** INFORMATION follows **
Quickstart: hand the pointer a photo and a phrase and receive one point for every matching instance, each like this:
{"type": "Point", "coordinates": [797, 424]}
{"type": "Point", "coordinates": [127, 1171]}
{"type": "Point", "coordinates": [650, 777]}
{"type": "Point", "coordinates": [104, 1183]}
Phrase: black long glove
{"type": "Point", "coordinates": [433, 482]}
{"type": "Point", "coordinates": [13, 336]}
** End of INFORMATION **
■ TASK DESCRIPTION ■
Without changing a single character, write out all of the entries.

■ TASK RESPONSE ■
Quickstart: hand the pointer a photo and a phrase and receive one point for every matching instance, each like this:
{"type": "Point", "coordinates": [797, 424]}
{"type": "Point", "coordinates": [127, 1171]}
{"type": "Point", "coordinates": [650, 777]}
{"type": "Point", "coordinates": [104, 1183]}
Phrase: black long glove
{"type": "Point", "coordinates": [433, 482]}
{"type": "Point", "coordinates": [13, 336]}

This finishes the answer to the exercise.